- Problem description: Below are entries. Copy exactly the lines running from the line that holds "Target: person in dark shirt" to the line that holds "Objective — for every instance of the blue sky, place", with both ends included.
[Records supplied — start]
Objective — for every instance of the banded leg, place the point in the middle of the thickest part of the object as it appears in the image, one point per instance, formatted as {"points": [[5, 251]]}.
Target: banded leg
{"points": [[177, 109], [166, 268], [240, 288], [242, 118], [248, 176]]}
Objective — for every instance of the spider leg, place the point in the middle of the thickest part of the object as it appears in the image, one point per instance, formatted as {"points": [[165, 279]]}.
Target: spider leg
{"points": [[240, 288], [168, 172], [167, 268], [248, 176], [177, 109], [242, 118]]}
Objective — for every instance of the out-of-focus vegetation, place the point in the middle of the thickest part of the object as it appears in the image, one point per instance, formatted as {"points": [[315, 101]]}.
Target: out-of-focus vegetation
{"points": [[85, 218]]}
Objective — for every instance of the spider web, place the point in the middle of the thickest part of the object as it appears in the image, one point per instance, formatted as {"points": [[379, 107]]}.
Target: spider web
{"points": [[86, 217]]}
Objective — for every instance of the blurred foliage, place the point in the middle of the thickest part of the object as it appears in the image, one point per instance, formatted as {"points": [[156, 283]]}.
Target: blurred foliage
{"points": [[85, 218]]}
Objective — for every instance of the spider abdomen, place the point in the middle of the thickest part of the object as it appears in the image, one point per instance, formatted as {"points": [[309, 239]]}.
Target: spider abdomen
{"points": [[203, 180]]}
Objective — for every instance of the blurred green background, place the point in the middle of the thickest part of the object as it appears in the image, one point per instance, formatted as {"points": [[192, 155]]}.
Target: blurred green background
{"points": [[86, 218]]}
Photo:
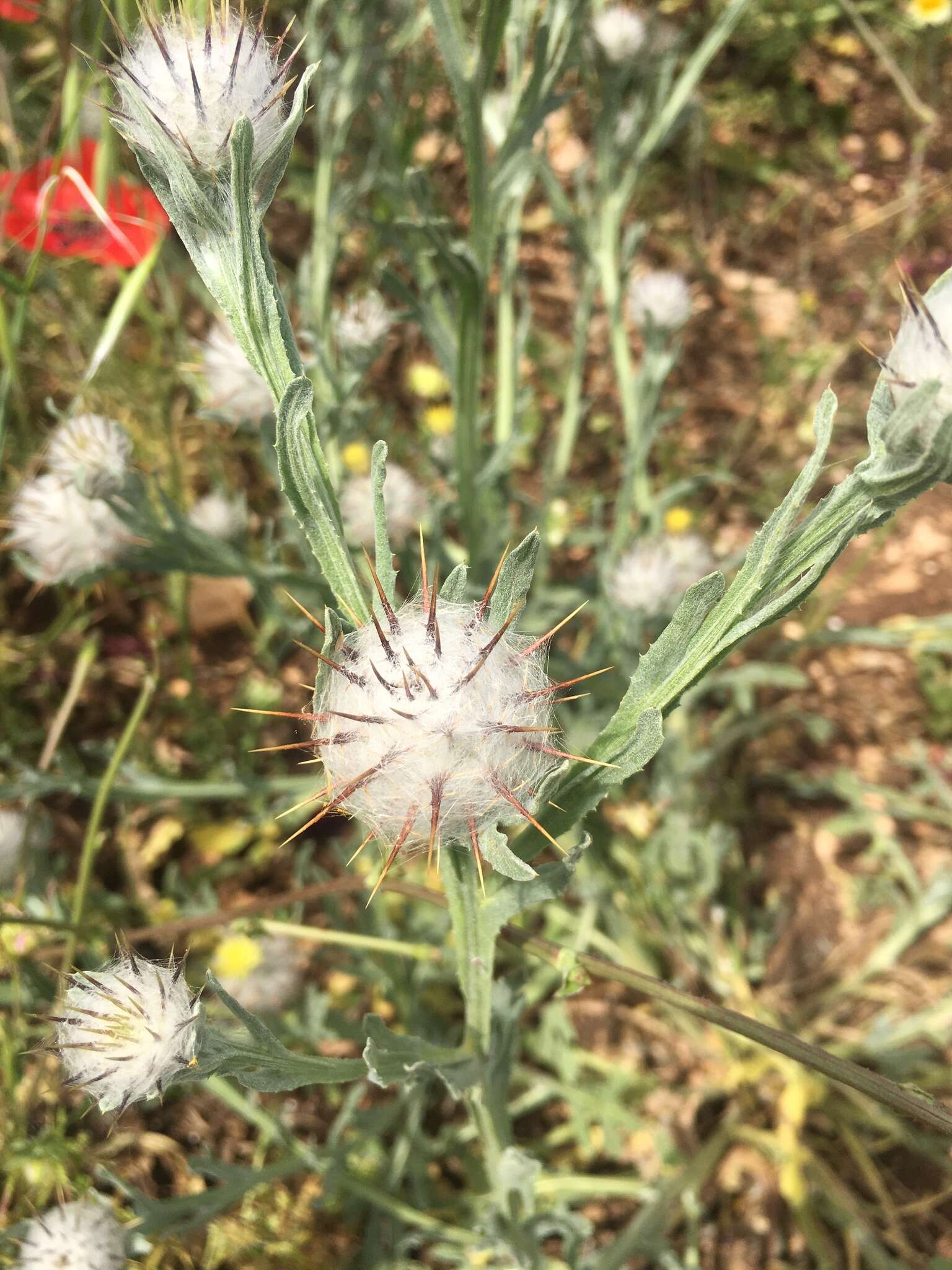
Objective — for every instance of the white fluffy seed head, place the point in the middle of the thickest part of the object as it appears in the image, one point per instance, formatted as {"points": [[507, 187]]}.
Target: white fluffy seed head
{"points": [[92, 453], [262, 974], [362, 323], [235, 389], [13, 838], [620, 33], [127, 1029], [404, 499], [923, 349], [79, 1236], [451, 724], [659, 300], [64, 534], [653, 577], [220, 516], [198, 82]]}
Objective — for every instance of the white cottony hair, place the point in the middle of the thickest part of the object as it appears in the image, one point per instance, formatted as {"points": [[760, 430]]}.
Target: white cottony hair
{"points": [[13, 838], [220, 516], [404, 499], [362, 323], [653, 577], [433, 724], [235, 389], [273, 982], [127, 1029], [79, 1236], [92, 453], [659, 299], [620, 32], [923, 349], [64, 534], [198, 82]]}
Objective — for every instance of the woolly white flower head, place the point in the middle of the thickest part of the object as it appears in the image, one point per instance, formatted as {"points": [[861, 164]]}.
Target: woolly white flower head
{"points": [[198, 82], [92, 453], [64, 534], [362, 323], [220, 516], [13, 838], [260, 974], [653, 577], [659, 299], [127, 1029], [620, 32], [405, 502], [79, 1236], [923, 349], [436, 724]]}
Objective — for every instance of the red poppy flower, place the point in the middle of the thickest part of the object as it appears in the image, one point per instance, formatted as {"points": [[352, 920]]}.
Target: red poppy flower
{"points": [[121, 231], [23, 12]]}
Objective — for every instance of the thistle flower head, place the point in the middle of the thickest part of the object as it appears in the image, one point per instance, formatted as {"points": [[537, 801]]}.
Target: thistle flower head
{"points": [[923, 347], [619, 32], [405, 502], [220, 516], [13, 837], [262, 974], [436, 723], [64, 534], [362, 323], [659, 300], [197, 82], [234, 388], [92, 454], [653, 577], [127, 1029], [79, 1236]]}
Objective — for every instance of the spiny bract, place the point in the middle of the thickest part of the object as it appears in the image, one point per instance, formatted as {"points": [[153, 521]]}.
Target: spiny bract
{"points": [[127, 1029], [436, 724], [923, 349], [92, 453], [79, 1236], [197, 82]]}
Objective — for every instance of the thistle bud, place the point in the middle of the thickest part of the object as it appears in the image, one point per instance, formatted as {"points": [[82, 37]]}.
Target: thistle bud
{"points": [[653, 577], [619, 32], [92, 454], [63, 534], [220, 516], [659, 300], [127, 1029], [79, 1236], [196, 83], [923, 347], [405, 502], [436, 724]]}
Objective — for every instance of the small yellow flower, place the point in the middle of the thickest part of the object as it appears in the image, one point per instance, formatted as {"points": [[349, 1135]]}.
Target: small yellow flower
{"points": [[678, 520], [439, 419], [357, 458], [427, 380], [931, 13], [236, 957]]}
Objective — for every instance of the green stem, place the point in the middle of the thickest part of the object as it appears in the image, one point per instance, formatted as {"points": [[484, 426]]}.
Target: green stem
{"points": [[90, 842], [475, 953], [507, 351]]}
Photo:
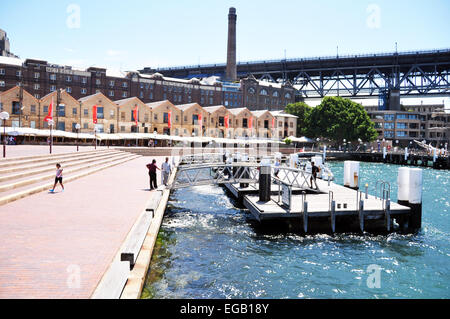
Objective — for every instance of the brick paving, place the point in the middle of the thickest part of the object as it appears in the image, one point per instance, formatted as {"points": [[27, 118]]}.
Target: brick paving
{"points": [[59, 245]]}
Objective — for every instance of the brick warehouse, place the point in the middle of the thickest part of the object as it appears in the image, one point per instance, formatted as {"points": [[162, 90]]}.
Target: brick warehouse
{"points": [[40, 78]]}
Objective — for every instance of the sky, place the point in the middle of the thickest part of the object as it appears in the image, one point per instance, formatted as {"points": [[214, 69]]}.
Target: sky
{"points": [[129, 35]]}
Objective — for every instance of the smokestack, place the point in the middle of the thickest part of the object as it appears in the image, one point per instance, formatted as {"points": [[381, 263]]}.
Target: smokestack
{"points": [[231, 72]]}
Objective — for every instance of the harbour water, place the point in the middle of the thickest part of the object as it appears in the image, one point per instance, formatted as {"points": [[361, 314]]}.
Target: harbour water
{"points": [[208, 248]]}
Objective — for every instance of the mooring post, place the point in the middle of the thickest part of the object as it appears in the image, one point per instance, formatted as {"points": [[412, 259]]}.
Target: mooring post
{"points": [[245, 174], [265, 176], [387, 215], [410, 182], [361, 215], [305, 217], [333, 216]]}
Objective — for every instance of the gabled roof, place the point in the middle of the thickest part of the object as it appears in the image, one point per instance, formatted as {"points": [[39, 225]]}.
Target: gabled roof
{"points": [[62, 92], [18, 88], [258, 114], [212, 109], [155, 105], [128, 100], [238, 110], [184, 107], [96, 95]]}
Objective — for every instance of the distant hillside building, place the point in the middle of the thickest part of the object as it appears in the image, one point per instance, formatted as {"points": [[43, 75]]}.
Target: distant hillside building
{"points": [[4, 45]]}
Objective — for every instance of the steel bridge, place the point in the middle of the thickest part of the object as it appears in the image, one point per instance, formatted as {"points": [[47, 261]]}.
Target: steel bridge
{"points": [[410, 73], [234, 173]]}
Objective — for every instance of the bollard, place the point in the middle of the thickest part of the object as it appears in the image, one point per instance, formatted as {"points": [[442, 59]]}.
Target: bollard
{"points": [[410, 194], [351, 174], [245, 174], [265, 177]]}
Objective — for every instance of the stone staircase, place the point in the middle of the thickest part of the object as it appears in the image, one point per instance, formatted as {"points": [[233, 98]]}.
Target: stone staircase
{"points": [[23, 176]]}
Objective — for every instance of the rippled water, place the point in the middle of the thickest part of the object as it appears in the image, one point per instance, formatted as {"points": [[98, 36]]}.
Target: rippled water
{"points": [[209, 249]]}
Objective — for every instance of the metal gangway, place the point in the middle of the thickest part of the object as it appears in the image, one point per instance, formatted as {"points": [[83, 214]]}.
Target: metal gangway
{"points": [[199, 171]]}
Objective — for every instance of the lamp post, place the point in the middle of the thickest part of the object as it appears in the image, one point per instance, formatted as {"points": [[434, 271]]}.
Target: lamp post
{"points": [[50, 123], [4, 116], [77, 127]]}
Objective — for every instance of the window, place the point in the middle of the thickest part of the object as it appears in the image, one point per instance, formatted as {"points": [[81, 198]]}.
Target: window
{"points": [[16, 108], [100, 114], [61, 126], [61, 110]]}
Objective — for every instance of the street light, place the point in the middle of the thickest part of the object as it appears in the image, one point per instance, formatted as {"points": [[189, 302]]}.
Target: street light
{"points": [[77, 127], [50, 123], [4, 116]]}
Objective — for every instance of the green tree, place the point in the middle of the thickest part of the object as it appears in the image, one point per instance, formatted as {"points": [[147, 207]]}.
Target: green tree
{"points": [[303, 112], [337, 118]]}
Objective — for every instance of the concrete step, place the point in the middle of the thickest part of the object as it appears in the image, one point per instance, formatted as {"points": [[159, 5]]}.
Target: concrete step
{"points": [[24, 192], [37, 159], [28, 180], [51, 162]]}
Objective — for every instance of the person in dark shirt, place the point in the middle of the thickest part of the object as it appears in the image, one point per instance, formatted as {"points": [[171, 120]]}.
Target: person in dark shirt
{"points": [[314, 171], [152, 173]]}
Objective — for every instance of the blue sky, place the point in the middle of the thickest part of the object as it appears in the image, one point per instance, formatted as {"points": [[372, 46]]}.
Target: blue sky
{"points": [[128, 35]]}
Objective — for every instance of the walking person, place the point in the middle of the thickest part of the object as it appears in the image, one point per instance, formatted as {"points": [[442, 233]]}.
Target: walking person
{"points": [[166, 170], [152, 173], [314, 171], [58, 178]]}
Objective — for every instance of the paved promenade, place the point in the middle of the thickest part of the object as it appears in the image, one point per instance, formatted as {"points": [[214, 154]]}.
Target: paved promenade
{"points": [[59, 245]]}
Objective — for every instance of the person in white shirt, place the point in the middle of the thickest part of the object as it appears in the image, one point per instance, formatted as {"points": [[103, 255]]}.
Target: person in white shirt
{"points": [[166, 170]]}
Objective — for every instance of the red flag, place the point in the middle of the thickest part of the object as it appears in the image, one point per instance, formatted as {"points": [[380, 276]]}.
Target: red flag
{"points": [[94, 114], [135, 115], [170, 119], [49, 117]]}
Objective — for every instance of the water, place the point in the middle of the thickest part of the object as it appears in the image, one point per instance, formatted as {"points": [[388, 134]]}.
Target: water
{"points": [[209, 249]]}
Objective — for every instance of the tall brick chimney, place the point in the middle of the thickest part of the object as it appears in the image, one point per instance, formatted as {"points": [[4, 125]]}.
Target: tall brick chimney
{"points": [[231, 72]]}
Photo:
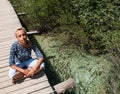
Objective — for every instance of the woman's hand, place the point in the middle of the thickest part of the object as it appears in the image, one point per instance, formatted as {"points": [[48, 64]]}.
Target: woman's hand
{"points": [[31, 72]]}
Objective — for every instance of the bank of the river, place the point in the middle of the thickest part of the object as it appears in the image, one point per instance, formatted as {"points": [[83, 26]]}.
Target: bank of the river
{"points": [[91, 73]]}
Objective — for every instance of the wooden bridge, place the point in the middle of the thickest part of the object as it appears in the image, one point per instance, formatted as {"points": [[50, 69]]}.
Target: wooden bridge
{"points": [[9, 22]]}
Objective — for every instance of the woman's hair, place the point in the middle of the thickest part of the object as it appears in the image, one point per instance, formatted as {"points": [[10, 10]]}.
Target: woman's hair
{"points": [[21, 28]]}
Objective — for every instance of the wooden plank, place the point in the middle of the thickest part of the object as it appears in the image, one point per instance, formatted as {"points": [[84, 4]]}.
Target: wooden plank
{"points": [[32, 88], [47, 90]]}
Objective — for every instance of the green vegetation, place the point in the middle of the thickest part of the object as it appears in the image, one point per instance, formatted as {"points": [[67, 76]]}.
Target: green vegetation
{"points": [[81, 40]]}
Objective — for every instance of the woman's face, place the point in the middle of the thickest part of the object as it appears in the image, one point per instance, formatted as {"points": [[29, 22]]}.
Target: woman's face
{"points": [[21, 36]]}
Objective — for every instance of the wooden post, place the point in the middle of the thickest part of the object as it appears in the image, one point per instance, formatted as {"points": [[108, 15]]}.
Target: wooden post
{"points": [[62, 87]]}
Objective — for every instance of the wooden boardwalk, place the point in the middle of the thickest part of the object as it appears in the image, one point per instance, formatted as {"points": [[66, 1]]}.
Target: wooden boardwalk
{"points": [[9, 22]]}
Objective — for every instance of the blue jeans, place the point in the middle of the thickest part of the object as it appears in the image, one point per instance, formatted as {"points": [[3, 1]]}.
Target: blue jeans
{"points": [[29, 64]]}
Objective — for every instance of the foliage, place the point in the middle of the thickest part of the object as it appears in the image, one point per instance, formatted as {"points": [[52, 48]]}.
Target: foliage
{"points": [[92, 74], [92, 25], [96, 18]]}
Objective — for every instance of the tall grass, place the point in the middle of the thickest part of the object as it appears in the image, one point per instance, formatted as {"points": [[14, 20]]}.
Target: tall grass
{"points": [[92, 74]]}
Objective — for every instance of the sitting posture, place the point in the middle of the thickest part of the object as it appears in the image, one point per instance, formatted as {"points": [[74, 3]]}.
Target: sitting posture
{"points": [[21, 63]]}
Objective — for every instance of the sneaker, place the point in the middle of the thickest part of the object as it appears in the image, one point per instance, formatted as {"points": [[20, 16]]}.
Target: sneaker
{"points": [[18, 76]]}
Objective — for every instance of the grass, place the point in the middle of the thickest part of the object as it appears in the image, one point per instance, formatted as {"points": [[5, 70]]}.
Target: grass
{"points": [[91, 73]]}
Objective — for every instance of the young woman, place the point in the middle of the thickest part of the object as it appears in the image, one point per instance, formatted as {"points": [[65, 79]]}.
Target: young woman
{"points": [[20, 57]]}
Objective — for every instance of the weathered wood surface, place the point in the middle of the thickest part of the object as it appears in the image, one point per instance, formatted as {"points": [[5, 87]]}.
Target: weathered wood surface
{"points": [[9, 22]]}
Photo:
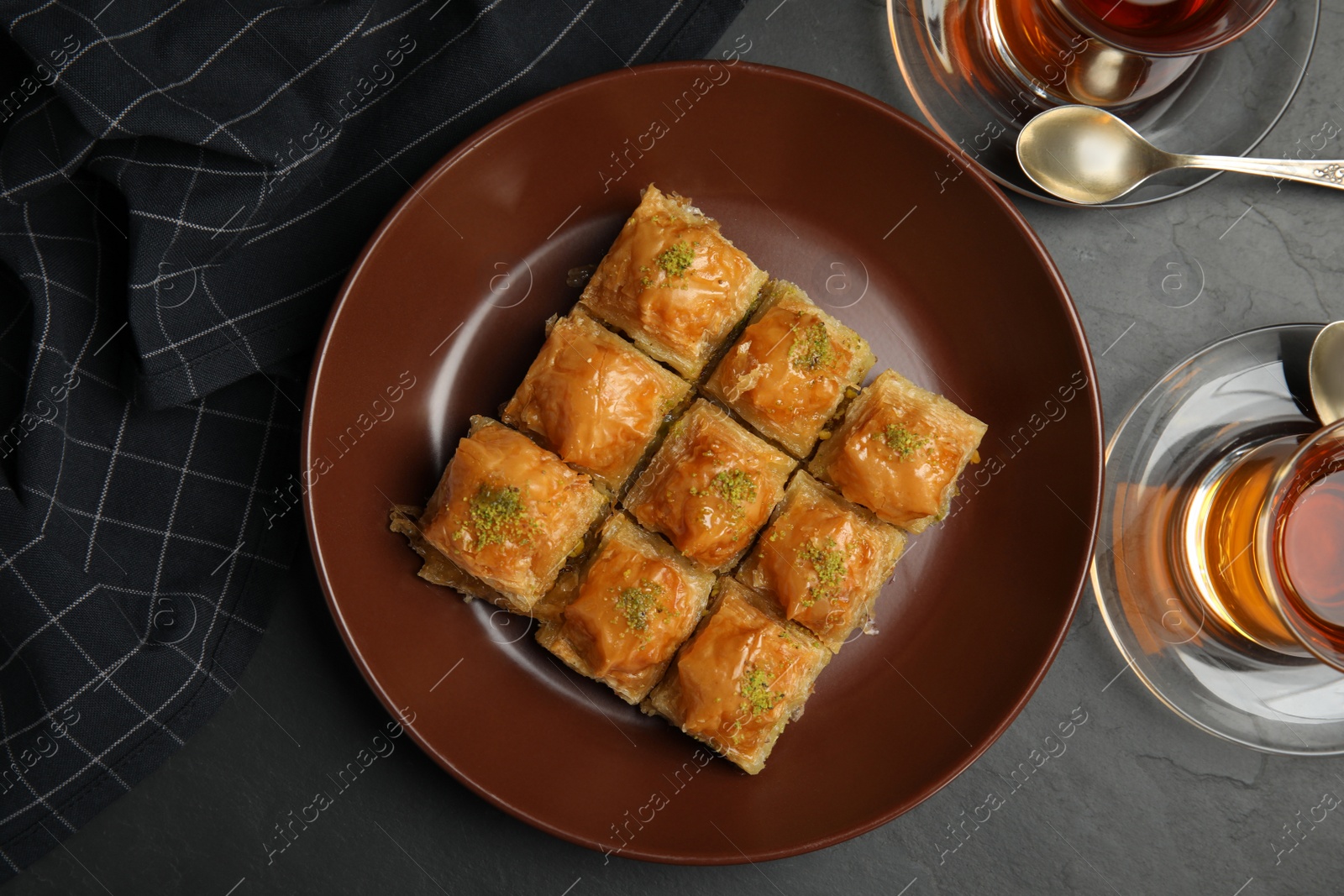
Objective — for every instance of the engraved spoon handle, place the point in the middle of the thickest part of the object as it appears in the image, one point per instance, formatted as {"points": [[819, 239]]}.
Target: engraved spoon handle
{"points": [[1326, 174]]}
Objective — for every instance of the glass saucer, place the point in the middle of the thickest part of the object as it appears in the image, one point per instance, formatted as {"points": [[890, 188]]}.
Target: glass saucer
{"points": [[1230, 396], [1223, 105]]}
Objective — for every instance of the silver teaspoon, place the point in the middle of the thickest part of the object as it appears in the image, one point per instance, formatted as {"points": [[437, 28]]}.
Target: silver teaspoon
{"points": [[1090, 156]]}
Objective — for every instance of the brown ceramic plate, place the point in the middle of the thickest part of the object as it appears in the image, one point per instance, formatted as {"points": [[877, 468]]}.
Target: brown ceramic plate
{"points": [[862, 207]]}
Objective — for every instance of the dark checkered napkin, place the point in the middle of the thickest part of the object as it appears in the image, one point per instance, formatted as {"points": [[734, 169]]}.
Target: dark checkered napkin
{"points": [[181, 190]]}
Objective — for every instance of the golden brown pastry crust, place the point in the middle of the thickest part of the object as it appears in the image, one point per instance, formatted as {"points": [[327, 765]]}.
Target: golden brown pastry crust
{"points": [[788, 371], [741, 678], [823, 560], [622, 617], [710, 486], [510, 513], [674, 284], [595, 399], [900, 452]]}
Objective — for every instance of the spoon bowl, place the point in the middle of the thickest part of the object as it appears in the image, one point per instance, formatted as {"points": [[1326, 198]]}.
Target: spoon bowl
{"points": [[1086, 155], [1326, 369], [1089, 156]]}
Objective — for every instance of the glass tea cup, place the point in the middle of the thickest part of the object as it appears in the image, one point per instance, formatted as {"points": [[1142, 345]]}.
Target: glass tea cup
{"points": [[1263, 544], [1109, 53]]}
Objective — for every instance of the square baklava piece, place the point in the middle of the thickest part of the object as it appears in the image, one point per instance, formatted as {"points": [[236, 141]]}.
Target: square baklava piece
{"points": [[741, 678], [710, 486], [595, 399], [823, 560], [790, 371], [622, 616], [674, 284], [900, 452], [510, 515]]}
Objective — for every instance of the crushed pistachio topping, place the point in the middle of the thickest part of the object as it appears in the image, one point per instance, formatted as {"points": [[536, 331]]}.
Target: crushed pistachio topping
{"points": [[756, 691], [902, 441], [734, 486], [497, 515], [812, 348], [827, 560], [638, 602], [676, 259]]}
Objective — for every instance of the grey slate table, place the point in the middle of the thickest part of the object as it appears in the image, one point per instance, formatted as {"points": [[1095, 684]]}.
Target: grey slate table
{"points": [[1140, 802]]}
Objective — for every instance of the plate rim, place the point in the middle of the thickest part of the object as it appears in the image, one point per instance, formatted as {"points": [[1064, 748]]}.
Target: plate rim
{"points": [[846, 94]]}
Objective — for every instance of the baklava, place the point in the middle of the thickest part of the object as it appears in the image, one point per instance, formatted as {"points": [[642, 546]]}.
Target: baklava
{"points": [[741, 678], [710, 486], [622, 616], [823, 560], [674, 284], [510, 515], [595, 399], [788, 372], [900, 452]]}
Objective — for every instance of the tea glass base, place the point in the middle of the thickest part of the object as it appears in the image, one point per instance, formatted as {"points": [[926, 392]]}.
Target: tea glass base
{"points": [[1231, 394], [1223, 105]]}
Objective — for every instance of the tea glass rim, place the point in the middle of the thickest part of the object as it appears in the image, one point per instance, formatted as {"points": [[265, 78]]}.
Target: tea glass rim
{"points": [[1142, 46], [1265, 539]]}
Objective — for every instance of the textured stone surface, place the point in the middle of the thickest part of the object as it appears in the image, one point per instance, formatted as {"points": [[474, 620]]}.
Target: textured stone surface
{"points": [[1139, 802]]}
[Records supplied — finish]
- Reply to the task:
Target: person in dark shirt
{"points": [[314, 171], [152, 173]]}
Objective — for every instance of the blue sky, place the point in the middle of the thickest part of the object as it appears in the image, one point per instance, formatted as {"points": [[372, 46]]}.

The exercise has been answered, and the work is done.